> Fragmento proporcionado:
──────

La Pecera, le decían a una sala de hospital donde acompañé a un familiar. Un cuarto de paredes de vidrio, pegado a enfermería, donde se alojaba a quienes necesitaban observación constante. Todo podía verse, nada tocarse. Un espacio sin secretos, donde los cuerpos se volvían visibles hasta la transparencia. Allí descubrí una teatralidad involuntaria: gestos, repeticiones, caídas. Era un teatro sin público ni aplausos, pero con una intensidad que aún me atraviesa.
Pienso a veces que mi vida ha estado marcada por la tragedia. Quizá por eso busco lo tragicómico, ese humor oscuro que permite bordear el dolor sin hundirse en él. Desde adolescente, cuando mi madre enfermó de cáncer, conviví con la transformación del cuerpo. Fui testigo de cómo su modo de caminar, de respirar, de mirar, se alteraba lentamente. Esa fue mi primera lección de antropología teatral: comprender que cada mutación física repercute en la emoción, en la voz, en la mirada. El cuerpo, antes que cualquier palabra, es el verdadero escenario de lo humano.
Años después, volví a convivir con la fragilidad, esta vez en un hospital psiquiátrico acompañando a un familiar. Dormía en un sillón marrón, con el tapizado roto, en aquella sala acristalada llamada la pecera. Las puertas enormes, color naranja opaco, se abrían con código. Cada cierre resonaba como un estruendo, un recordatorio del encierro. Una noche, un hombre gritó “¡quiero mi refuerzo!”, fingiendo un desmayo teatral ante la negativa del enfermero. Otro joven se asomaba por el marco de la puerta y repetía: “Yo te hice algo”. Su medio rostro visible se volvía una máscara.
En medio del miedo, empecé a registrar en una bitácora los movimientos, los equilibrios, los pesos, las caídas. Lo que me inquietaba eran los cuerpos: sus direcciones, su manera de resistir o ceder, su relación con la gravedad. Descubrí que cada modificación física alteraba también la manera de hablar, de mirar, de estar en el mundo.

──────

> Datos de localización de puntos en imágenes:
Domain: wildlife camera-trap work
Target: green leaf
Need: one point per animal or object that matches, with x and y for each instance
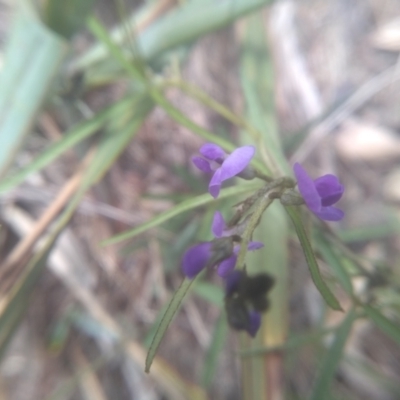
(187, 205)
(185, 24)
(311, 261)
(210, 292)
(383, 323)
(332, 359)
(217, 344)
(33, 57)
(111, 144)
(334, 262)
(66, 17)
(75, 135)
(169, 315)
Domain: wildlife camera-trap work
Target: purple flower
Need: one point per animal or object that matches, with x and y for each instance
(320, 194)
(220, 252)
(222, 166)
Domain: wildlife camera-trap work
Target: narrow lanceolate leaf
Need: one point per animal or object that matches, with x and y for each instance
(74, 136)
(383, 323)
(311, 261)
(332, 359)
(217, 344)
(334, 261)
(169, 315)
(33, 57)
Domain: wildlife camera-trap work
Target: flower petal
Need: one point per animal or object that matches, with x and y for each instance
(330, 214)
(254, 245)
(236, 162)
(255, 323)
(195, 259)
(307, 188)
(202, 164)
(329, 188)
(212, 151)
(218, 224)
(226, 266)
(215, 184)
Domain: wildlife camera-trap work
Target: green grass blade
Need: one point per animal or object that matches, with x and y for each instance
(66, 17)
(332, 359)
(74, 136)
(217, 344)
(184, 25)
(333, 260)
(169, 315)
(383, 323)
(111, 144)
(186, 205)
(311, 261)
(33, 56)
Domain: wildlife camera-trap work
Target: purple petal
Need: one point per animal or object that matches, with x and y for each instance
(215, 184)
(307, 188)
(202, 164)
(212, 151)
(330, 214)
(236, 162)
(232, 281)
(195, 259)
(255, 245)
(226, 266)
(218, 224)
(329, 188)
(255, 323)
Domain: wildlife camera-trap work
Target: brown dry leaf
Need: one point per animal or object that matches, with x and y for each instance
(360, 141)
(387, 37)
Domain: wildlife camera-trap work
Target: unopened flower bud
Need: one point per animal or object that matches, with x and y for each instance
(291, 197)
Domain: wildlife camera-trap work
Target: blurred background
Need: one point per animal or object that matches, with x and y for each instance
(98, 153)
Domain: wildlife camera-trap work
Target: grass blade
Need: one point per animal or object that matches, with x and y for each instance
(217, 344)
(33, 57)
(332, 359)
(311, 261)
(169, 315)
(333, 260)
(74, 136)
(186, 205)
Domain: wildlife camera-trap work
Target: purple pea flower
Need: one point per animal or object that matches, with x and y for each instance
(320, 194)
(222, 166)
(220, 251)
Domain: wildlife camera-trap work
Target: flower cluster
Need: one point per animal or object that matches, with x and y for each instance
(320, 194)
(245, 296)
(215, 161)
(221, 252)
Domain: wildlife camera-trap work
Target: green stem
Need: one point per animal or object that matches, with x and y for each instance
(267, 196)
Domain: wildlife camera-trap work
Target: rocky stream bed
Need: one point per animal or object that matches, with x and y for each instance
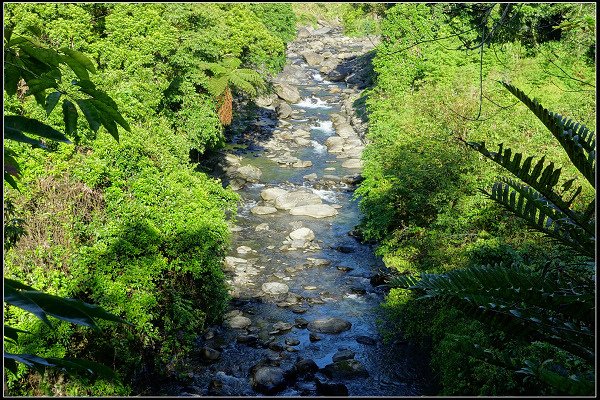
(304, 316)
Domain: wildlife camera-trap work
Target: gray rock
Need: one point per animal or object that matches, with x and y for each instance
(268, 380)
(304, 234)
(290, 200)
(263, 210)
(208, 354)
(238, 322)
(343, 355)
(329, 325)
(275, 288)
(312, 58)
(346, 369)
(314, 210)
(249, 173)
(287, 92)
(271, 193)
(284, 110)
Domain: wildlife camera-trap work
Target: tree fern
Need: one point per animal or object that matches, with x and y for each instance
(560, 311)
(223, 76)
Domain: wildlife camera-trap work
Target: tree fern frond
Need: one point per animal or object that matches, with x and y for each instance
(583, 156)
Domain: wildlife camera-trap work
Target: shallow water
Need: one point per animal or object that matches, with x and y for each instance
(339, 289)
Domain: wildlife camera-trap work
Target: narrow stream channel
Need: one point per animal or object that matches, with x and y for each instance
(301, 284)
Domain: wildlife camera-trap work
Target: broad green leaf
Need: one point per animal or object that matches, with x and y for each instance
(18, 136)
(11, 181)
(79, 69)
(80, 58)
(52, 101)
(111, 113)
(34, 126)
(12, 333)
(70, 117)
(18, 299)
(109, 124)
(90, 113)
(11, 79)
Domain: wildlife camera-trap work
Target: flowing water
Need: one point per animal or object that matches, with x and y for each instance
(328, 276)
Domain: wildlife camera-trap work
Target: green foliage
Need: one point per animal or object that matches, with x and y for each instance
(421, 196)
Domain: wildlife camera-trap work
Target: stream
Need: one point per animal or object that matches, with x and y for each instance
(303, 320)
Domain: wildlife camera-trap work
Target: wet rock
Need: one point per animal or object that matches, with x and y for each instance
(343, 355)
(302, 164)
(329, 325)
(310, 177)
(244, 250)
(300, 323)
(305, 367)
(292, 342)
(287, 92)
(238, 322)
(249, 173)
(304, 234)
(282, 326)
(352, 163)
(331, 389)
(268, 380)
(275, 288)
(346, 369)
(262, 227)
(314, 210)
(263, 210)
(291, 200)
(284, 110)
(366, 340)
(272, 193)
(345, 249)
(312, 58)
(210, 355)
(313, 337)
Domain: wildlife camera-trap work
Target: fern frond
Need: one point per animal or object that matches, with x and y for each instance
(576, 140)
(543, 215)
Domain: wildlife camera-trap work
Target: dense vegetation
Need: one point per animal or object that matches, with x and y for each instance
(437, 71)
(129, 225)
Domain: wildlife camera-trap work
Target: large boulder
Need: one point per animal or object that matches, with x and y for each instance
(268, 380)
(275, 288)
(329, 325)
(290, 200)
(312, 58)
(272, 193)
(314, 210)
(249, 173)
(287, 92)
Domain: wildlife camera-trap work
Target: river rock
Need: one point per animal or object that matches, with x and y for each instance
(346, 369)
(304, 234)
(249, 173)
(271, 193)
(352, 163)
(331, 389)
(210, 355)
(284, 110)
(262, 227)
(287, 92)
(238, 322)
(275, 288)
(314, 210)
(263, 210)
(305, 367)
(329, 325)
(343, 355)
(268, 380)
(290, 200)
(312, 58)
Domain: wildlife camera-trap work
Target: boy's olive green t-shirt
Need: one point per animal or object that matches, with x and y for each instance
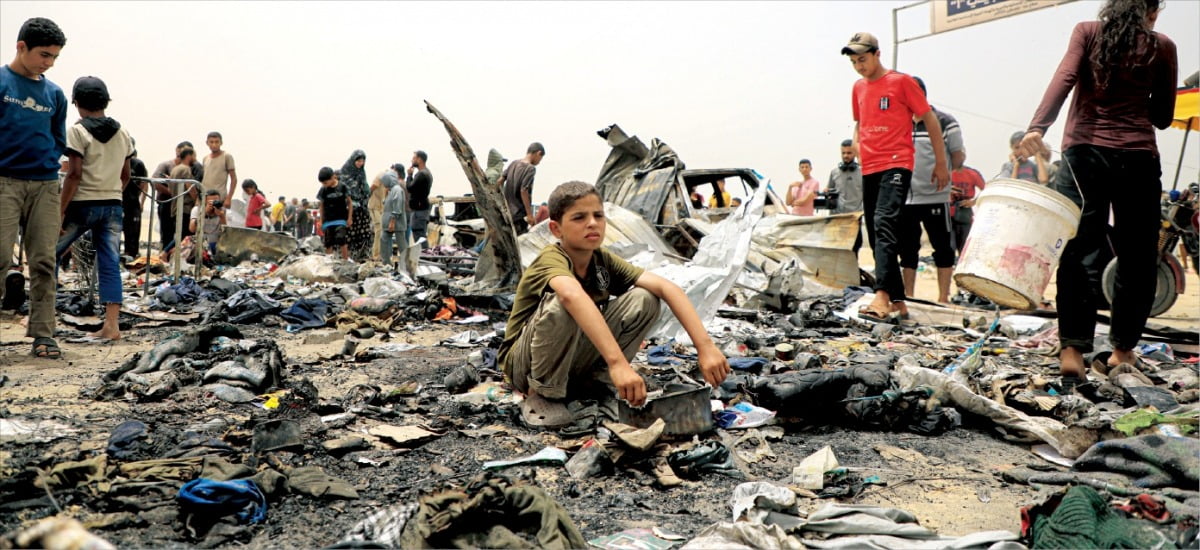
(609, 275)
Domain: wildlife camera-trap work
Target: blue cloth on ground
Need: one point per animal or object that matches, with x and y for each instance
(306, 314)
(220, 498)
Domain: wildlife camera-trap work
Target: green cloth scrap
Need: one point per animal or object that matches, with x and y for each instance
(1133, 423)
(1084, 520)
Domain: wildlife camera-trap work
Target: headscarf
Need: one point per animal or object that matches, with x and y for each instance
(495, 166)
(355, 179)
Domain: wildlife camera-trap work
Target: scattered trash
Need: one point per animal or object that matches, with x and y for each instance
(633, 538)
(550, 455)
(810, 472)
(709, 456)
(461, 378)
(403, 436)
(592, 460)
(744, 414)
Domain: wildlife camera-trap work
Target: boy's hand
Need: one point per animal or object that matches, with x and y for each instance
(941, 177)
(713, 365)
(629, 383)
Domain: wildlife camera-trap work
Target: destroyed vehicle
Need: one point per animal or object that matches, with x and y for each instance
(653, 183)
(455, 221)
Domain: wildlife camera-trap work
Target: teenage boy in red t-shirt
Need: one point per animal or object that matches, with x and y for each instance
(885, 103)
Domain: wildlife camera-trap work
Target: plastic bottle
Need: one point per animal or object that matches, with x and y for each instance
(221, 342)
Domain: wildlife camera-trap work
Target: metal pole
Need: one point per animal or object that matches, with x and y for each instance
(199, 233)
(1182, 148)
(895, 40)
(145, 291)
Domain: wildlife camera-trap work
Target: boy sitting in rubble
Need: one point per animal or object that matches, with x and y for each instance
(577, 288)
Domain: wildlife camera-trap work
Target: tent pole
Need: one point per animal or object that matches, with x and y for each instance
(1179, 166)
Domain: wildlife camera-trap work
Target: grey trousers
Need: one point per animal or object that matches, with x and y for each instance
(552, 348)
(36, 203)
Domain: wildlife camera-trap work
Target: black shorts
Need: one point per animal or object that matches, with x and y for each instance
(936, 220)
(336, 235)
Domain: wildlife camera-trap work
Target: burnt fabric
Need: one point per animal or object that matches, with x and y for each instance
(211, 498)
(249, 305)
(123, 443)
(861, 395)
(306, 314)
(491, 512)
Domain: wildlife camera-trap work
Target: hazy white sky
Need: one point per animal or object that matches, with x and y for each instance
(298, 85)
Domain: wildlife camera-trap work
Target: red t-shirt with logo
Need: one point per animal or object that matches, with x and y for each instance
(883, 111)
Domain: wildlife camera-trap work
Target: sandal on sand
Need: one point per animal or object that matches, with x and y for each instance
(870, 314)
(49, 348)
(1071, 383)
(541, 412)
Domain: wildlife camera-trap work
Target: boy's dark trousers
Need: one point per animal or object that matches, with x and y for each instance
(132, 226)
(1128, 181)
(883, 197)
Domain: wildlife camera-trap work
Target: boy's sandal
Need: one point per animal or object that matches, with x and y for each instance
(1072, 383)
(49, 348)
(541, 412)
(870, 314)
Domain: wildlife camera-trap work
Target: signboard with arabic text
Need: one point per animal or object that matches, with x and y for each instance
(949, 15)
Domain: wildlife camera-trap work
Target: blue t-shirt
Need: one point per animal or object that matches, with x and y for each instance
(33, 126)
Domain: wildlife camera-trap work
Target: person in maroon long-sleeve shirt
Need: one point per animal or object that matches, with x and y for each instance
(1123, 78)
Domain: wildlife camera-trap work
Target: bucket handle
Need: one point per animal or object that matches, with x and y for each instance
(1069, 168)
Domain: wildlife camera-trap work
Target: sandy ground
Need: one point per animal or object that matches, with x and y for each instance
(951, 482)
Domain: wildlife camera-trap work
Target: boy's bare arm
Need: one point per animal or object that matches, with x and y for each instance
(713, 363)
(71, 183)
(125, 174)
(233, 186)
(941, 177)
(579, 304)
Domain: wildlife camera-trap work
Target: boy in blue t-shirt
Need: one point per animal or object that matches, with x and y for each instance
(336, 211)
(33, 137)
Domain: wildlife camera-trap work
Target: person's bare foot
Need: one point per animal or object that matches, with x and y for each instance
(1119, 357)
(1071, 363)
(108, 334)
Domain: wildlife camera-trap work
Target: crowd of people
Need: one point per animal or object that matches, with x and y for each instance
(367, 235)
(904, 167)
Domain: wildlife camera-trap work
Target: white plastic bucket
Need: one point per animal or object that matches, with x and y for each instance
(1014, 245)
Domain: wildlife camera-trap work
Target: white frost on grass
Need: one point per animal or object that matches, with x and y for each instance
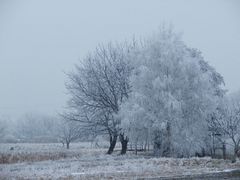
(92, 164)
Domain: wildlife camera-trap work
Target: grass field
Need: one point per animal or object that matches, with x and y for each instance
(81, 161)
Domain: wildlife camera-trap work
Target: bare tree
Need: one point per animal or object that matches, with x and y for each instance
(98, 86)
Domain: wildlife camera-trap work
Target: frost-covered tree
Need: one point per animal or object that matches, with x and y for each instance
(172, 91)
(98, 87)
(225, 121)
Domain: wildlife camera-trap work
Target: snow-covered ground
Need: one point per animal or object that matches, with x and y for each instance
(90, 163)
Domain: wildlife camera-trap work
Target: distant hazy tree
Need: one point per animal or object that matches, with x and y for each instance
(2, 129)
(68, 132)
(33, 126)
(225, 122)
(98, 87)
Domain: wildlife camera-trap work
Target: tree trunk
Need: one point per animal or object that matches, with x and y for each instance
(124, 142)
(68, 145)
(113, 141)
(235, 154)
(224, 151)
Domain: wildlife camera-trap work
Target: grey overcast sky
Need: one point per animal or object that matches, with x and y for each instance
(41, 39)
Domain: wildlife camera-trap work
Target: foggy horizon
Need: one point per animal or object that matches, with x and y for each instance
(40, 40)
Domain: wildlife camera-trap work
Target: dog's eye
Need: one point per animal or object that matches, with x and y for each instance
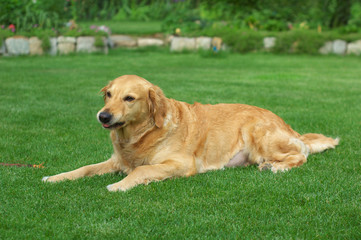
(128, 98)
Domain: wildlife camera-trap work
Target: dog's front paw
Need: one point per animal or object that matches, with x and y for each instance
(117, 187)
(54, 178)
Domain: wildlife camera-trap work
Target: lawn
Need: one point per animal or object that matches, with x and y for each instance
(48, 107)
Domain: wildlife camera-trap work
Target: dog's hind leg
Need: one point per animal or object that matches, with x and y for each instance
(285, 155)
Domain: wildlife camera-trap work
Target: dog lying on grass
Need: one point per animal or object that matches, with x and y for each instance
(155, 137)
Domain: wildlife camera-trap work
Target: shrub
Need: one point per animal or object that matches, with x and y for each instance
(299, 41)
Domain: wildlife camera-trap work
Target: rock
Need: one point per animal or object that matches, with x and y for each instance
(182, 43)
(203, 43)
(145, 42)
(35, 46)
(326, 48)
(66, 45)
(17, 45)
(123, 41)
(216, 43)
(269, 42)
(339, 47)
(53, 46)
(354, 48)
(87, 44)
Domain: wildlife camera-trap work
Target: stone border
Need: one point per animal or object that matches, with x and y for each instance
(19, 45)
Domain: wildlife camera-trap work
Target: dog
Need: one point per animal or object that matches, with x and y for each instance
(155, 138)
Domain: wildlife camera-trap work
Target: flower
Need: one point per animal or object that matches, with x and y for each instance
(12, 27)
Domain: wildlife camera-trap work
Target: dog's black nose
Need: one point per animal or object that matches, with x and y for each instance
(105, 117)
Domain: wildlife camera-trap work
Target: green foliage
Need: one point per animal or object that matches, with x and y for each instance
(299, 41)
(48, 108)
(27, 14)
(99, 41)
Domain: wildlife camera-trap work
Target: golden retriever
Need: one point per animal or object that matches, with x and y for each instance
(155, 137)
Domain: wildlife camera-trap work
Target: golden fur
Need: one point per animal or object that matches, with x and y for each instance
(155, 137)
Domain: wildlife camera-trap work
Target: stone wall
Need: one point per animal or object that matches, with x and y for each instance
(19, 45)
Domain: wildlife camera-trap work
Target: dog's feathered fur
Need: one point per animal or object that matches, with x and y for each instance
(159, 138)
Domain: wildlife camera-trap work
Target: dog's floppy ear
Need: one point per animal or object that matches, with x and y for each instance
(157, 105)
(104, 90)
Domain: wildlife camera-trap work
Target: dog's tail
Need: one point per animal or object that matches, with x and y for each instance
(318, 142)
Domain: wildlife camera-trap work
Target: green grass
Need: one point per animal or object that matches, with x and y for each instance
(48, 107)
(127, 27)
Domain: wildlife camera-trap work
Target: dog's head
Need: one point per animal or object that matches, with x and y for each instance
(129, 100)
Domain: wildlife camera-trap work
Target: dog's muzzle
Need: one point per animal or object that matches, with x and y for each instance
(105, 118)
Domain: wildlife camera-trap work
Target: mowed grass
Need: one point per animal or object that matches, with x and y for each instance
(48, 107)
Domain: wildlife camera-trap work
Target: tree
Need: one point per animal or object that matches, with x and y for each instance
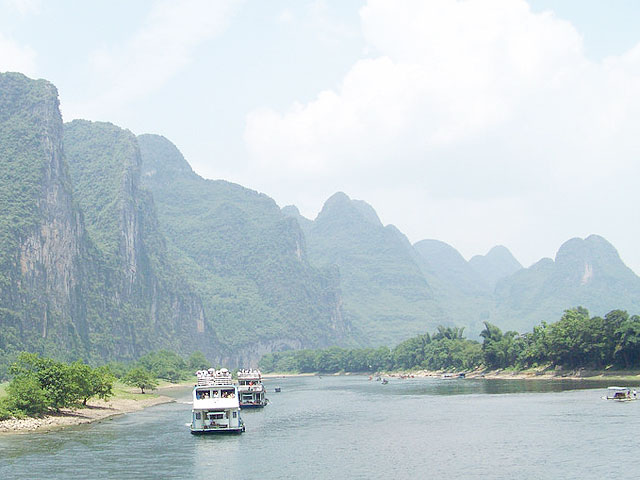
(26, 395)
(141, 378)
(54, 378)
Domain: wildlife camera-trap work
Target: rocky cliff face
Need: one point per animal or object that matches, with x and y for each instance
(43, 238)
(101, 291)
(248, 260)
(161, 308)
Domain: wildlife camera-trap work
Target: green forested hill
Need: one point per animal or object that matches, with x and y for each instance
(465, 297)
(111, 246)
(497, 264)
(247, 260)
(586, 272)
(386, 296)
(145, 302)
(100, 290)
(43, 249)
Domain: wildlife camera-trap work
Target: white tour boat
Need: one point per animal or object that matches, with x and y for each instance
(251, 389)
(216, 406)
(621, 394)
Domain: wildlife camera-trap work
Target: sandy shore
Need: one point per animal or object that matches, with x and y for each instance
(96, 410)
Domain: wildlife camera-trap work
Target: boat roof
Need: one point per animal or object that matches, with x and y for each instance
(216, 403)
(249, 374)
(213, 377)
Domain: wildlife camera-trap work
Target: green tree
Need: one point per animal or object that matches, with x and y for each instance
(141, 378)
(26, 395)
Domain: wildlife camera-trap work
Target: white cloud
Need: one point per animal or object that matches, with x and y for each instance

──────

> Instrucciones:
(a) En el relato sobre la pecera, ¿de qué color eran las puertas de la sala acristalada?
(b) Prolonga el relato sobre la pecera a partir de su última oración.

> Respuestas redactadas:
(a) Eran de color naranja opaco.

(b)
Con el tiempo, el registro se transformó en método. Organicé lo observado en lo que llamé leyes compositivas: principios que articulan cuerpo, voz y acción. Así surgieron estas texturas corporales: El zombi explora la rigidez y la fragmentación; el viejo, la lentitud y la inestabilidad; el esqueleto, la oposición entre cadera, pecho y cabeza; y Yurei el flotar y la transparencia inspirada en los fantasmas japoneses. Distintas cualidades físicas que permiten componer personajes desde la biomecánica del movimiento. Cuando un cuerpo trabaja una textura —como si se moldeara desde adentro—, la voz se reconfigura, encuentra otro cauce, como el agua que toma la forma de la jarra.
Mi método nace de mirar cuerpos al borde del colapso y reconocer en ellos una sabiduría física, formas de estudiar cómo la materia humana se equilibra en el límite, cómo se reorganiza cuando todo tiembla.
Recuerdo mi cuerpo sentado en aquel sillón roto, atento, permeable, sensible, aprendiendo a respirar en la pecera, como un pez fuera del mar. Pienso ahora que ese estado de alerta —esa mezcla de miedo y atención— es también el estado del actor. Cuando el mundo se vuelve inestable, el cuerpo que actúa busca su propio centro. Y quizá en esa búsqueda, el teatro y la vida se confunden: ambos son un modo de seguir respirando bajo la mirada de los otros y eso para mí es presencia.